(Your instructions) Can you recast all the records below as a Markdown table with two columns, Row and Line, putting one numbered line in each row, skipping blank lines and leaving the pictures out?
**** Record excerpts
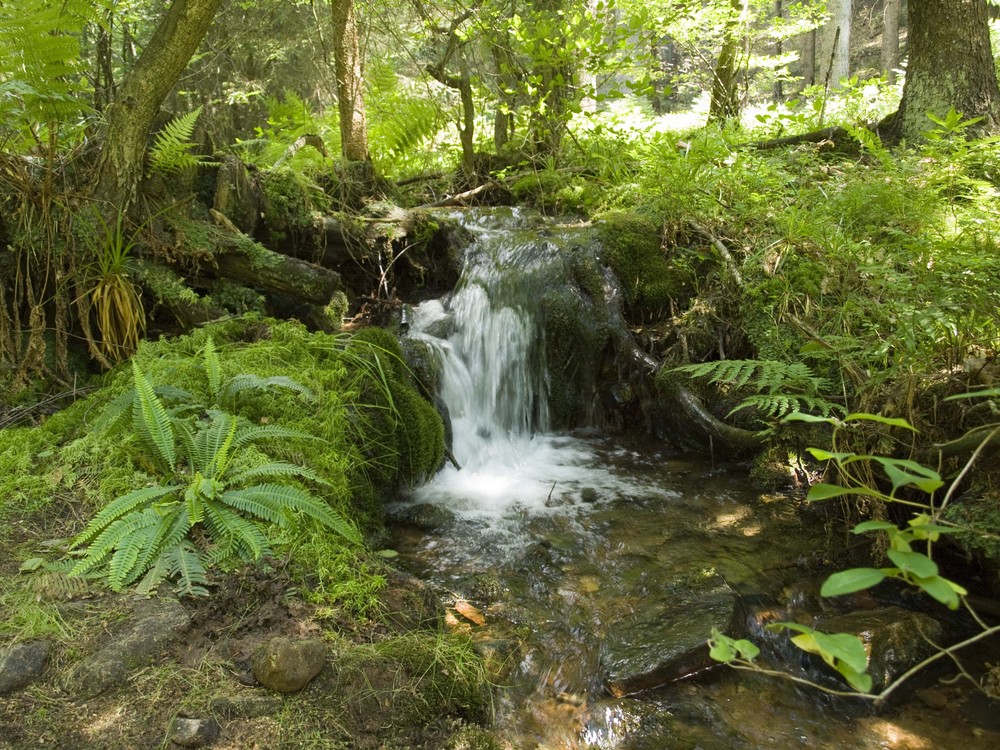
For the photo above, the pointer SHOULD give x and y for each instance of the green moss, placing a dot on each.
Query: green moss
(632, 247)
(409, 430)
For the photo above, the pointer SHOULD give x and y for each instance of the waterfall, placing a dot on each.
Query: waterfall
(493, 375)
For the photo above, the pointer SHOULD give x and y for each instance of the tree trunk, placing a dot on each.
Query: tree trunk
(350, 82)
(838, 46)
(725, 103)
(890, 39)
(131, 115)
(950, 65)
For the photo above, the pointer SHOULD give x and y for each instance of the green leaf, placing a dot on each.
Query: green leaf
(902, 472)
(851, 580)
(827, 491)
(152, 420)
(891, 421)
(945, 591)
(916, 563)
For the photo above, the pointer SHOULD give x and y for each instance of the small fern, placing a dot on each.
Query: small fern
(147, 535)
(782, 387)
(171, 150)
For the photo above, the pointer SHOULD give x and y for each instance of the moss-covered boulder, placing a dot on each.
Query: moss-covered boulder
(632, 246)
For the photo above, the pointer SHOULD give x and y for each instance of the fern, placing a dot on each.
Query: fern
(152, 423)
(782, 387)
(171, 150)
(146, 534)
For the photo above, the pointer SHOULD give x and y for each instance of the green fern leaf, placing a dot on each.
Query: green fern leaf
(120, 507)
(310, 505)
(151, 420)
(171, 148)
(275, 470)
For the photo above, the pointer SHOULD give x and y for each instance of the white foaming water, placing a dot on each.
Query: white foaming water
(494, 384)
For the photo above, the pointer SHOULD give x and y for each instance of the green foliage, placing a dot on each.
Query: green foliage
(782, 388)
(633, 246)
(205, 493)
(171, 150)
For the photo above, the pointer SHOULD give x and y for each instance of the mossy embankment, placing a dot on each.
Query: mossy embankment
(394, 677)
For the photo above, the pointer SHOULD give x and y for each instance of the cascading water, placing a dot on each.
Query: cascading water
(604, 549)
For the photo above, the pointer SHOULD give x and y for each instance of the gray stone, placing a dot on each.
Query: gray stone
(157, 622)
(660, 644)
(895, 638)
(192, 732)
(21, 664)
(288, 664)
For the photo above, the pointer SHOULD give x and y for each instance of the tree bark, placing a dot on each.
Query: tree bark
(950, 65)
(131, 115)
(348, 67)
(838, 46)
(725, 104)
(890, 38)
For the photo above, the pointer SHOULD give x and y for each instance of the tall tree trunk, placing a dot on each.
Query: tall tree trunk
(725, 104)
(348, 67)
(131, 115)
(950, 65)
(837, 56)
(890, 38)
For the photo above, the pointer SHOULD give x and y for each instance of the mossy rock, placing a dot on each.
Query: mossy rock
(409, 431)
(632, 246)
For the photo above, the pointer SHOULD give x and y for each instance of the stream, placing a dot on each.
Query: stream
(590, 568)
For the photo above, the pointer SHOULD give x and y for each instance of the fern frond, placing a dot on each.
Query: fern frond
(274, 470)
(120, 507)
(171, 150)
(151, 420)
(241, 534)
(241, 383)
(185, 564)
(256, 505)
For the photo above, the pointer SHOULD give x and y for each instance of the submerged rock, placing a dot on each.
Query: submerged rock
(289, 664)
(157, 623)
(895, 638)
(21, 664)
(664, 643)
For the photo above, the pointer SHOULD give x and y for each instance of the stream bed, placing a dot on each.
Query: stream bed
(590, 570)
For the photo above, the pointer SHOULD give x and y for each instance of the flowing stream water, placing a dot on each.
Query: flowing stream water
(571, 544)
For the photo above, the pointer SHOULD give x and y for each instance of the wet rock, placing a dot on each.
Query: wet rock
(192, 732)
(423, 516)
(157, 622)
(664, 643)
(895, 638)
(289, 664)
(409, 603)
(21, 664)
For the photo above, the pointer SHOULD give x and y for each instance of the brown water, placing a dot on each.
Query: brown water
(555, 546)
(555, 578)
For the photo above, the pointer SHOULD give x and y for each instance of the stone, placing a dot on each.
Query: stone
(157, 622)
(660, 644)
(186, 732)
(895, 638)
(21, 664)
(289, 664)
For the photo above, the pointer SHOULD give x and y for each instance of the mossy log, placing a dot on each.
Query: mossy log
********
(Solution to this exercise)
| Row | Line |
|---|---|
| 1 | For the photo above, the pointer SHOULD give x and y for each instance of the green moss, placing a dot on each. |
| 2 | Query: green moss |
| 3 | (632, 247) |
| 4 | (409, 430) |
| 5 | For the photo above, the pointer SHOULD give x and y for each instance of the waterfall, placing a dot on each. |
| 6 | Query: waterfall |
| 7 | (493, 375) |
| 8 | For the photo above, the pointer SHOULD give x and y for each instance of the tree trunk, placing a dot on each. |
| 9 | Query: tree trunk |
| 10 | (350, 82) |
| 11 | (838, 46) |
| 12 | (725, 103) |
| 13 | (890, 39) |
| 14 | (131, 115) |
| 15 | (950, 65) |
| 16 | For the photo above, the pointer SHOULD give x and y for each instance of the green leaf, placing a dot on each. |
| 17 | Query: green leaf |
| 18 | (902, 472) |
| 19 | (851, 580) |
| 20 | (827, 491) |
| 21 | (152, 420) |
| 22 | (891, 421) |
| 23 | (945, 591) |
| 24 | (916, 563) |
| 25 | For the photo above, the pointer SHOULD give x and y for each instance of the small fern, placing a dot on each. |
| 26 | Query: small fern |
| 27 | (147, 535) |
| 28 | (782, 387) |
| 29 | (171, 150) |
| 30 | For the photo above, the pointer SHOULD give x and y for each instance of the moss-covered boulder, placing a dot on each. |
| 31 | Query: moss-covered boulder |
| 32 | (632, 246) |
| 33 | For the photo above, the pointer SHOULD give x and y for each instance of the fern, placing a dot on each. |
| 34 | Query: fern |
| 35 | (152, 423) |
| 36 | (782, 387) |
| 37 | (171, 150) |
| 38 | (146, 534) |
| 39 | For the photo above, the pointer SHOULD give x and y for each instance of the green fern leaf, placing a dot on each. |
| 40 | Query: green fern leaf |
| 41 | (120, 507) |
| 42 | (310, 505) |
| 43 | (151, 420) |
| 44 | (171, 148) |
| 45 | (275, 470) |
| 46 | For the photo above, the pointer SHOULD give x and y for each instance of the white foaming water, placing a dot on each. |
| 47 | Query: white foaming water |
| 48 | (494, 384) |
| 49 | For the photo above, the pointer SHOULD give x and y for each instance of the green foliage, placing a dot on each. |
| 50 | Query: green foliage |
| 51 | (782, 388) |
| 52 | (633, 246) |
| 53 | (205, 493) |
| 54 | (171, 150) |
| 55 | For the photo above, the pointer SHOULD give x and y for each instance of the mossy embankment, placing a dot on each. |
| 56 | Query: mossy embankment |
| 57 | (394, 677) |
| 58 | For the photo above, the pointer SHOULD give x and y for each instance of the cascading water, placing a dot on each. |
| 59 | Query: cascading water |
| 60 | (604, 549) |
| 61 | For the photo above, the pointer SHOULD give x and y for each instance of the gray stone, placing a dot on each. |
| 62 | Query: gray stone |
| 63 | (157, 622) |
| 64 | (660, 644) |
| 65 | (895, 638) |
| 66 | (192, 732) |
| 67 | (21, 664) |
| 68 | (288, 664) |
| 69 | For the photo above, the pointer SHOULD give x and y for each instance of the tree bark, placing a dot on each. |
| 70 | Query: tree bark |
| 71 | (950, 65) |
| 72 | (131, 115) |
| 73 | (348, 67) |
| 74 | (838, 46) |
| 75 | (725, 104) |
| 76 | (890, 38) |
| 77 | For the photo above, the pointer SHOULD give x and y for each instance of the tall tree trunk, placing a dot on each. |
| 78 | Query: tall tree trunk |
| 79 | (725, 104) |
| 80 | (348, 67) |
| 81 | (131, 115) |
| 82 | (950, 65) |
| 83 | (837, 56) |
| 84 | (890, 38) |
| 85 | For the photo above, the pointer SHOULD give x and y for each instance of the mossy rock, placing a dot on each. |
| 86 | Query: mossy rock |
| 87 | (409, 431) |
| 88 | (632, 246) |
| 89 | For the photo above, the pointer SHOULD give x and y for each instance of the stream, placing a dot on each. |
| 90 | Query: stream |
| 91 | (590, 568) |
| 92 | For the photo above, the pointer SHOULD give x and y for each instance of the fern frond, placing a dot on each. |
| 93 | Query: fern frond |
| 94 | (274, 470) |
| 95 | (120, 507) |
| 96 | (171, 150) |
| 97 | (151, 420) |
| 98 | (241, 534) |
| 99 | (241, 383) |
| 100 | (185, 564) |
| 101 | (256, 505) |
| 102 | For the photo above, the pointer SHOULD give x and y for each instance of the submerged rock, placing a dot on each. |
| 103 | Query: submerged rock |
| 104 | (289, 664) |
| 105 | (157, 623) |
| 106 | (895, 638) |
| 107 | (21, 664) |
| 108 | (664, 643) |
| 109 | For the photo above, the pointer SHOULD give x and y for each instance of the stream bed, placing a dot on each. |
| 110 | Query: stream bed |
| 111 | (590, 570) |
| 112 | For the photo above, the pointer SHOULD give x and y for each instance of the flowing stream water, placing a dot on each. |
| 113 | Query: flowing stream water |
| 114 | (571, 544) |
| 115 | For the photo above, the pointer SHOULD give x and y for each instance of the wet rock, placing a dot on each. |
| 116 | Query: wet rock |
| 117 | (192, 732) |
| 118 | (423, 516) |
| 119 | (157, 622) |
| 120 | (664, 643) |
| 121 | (895, 638) |
| 122 | (289, 664) |
| 123 | (409, 603) |
| 124 | (21, 664) |
| 125 | For the photo above, the pointer SHOULD give x and y for each instance of the brown water, placing a dot on each. |
| 126 | Query: brown water |
| 127 | (555, 546) |
| 128 | (555, 578) |
| 129 | For the photo above, the pointer SHOULD give x and y for each instance of the stone, placing a dot on each. |
| 130 | Query: stone |
| 131 | (157, 622) |
| 132 | (660, 644) |
| 133 | (186, 732) |
| 134 | (895, 638) |
| 135 | (21, 664) |
| 136 | (289, 664) |
| 137 | For the photo above, the pointer SHOULD give x and y for each instance of the mossy log, placing a dot on each. |
| 138 | Query: mossy log |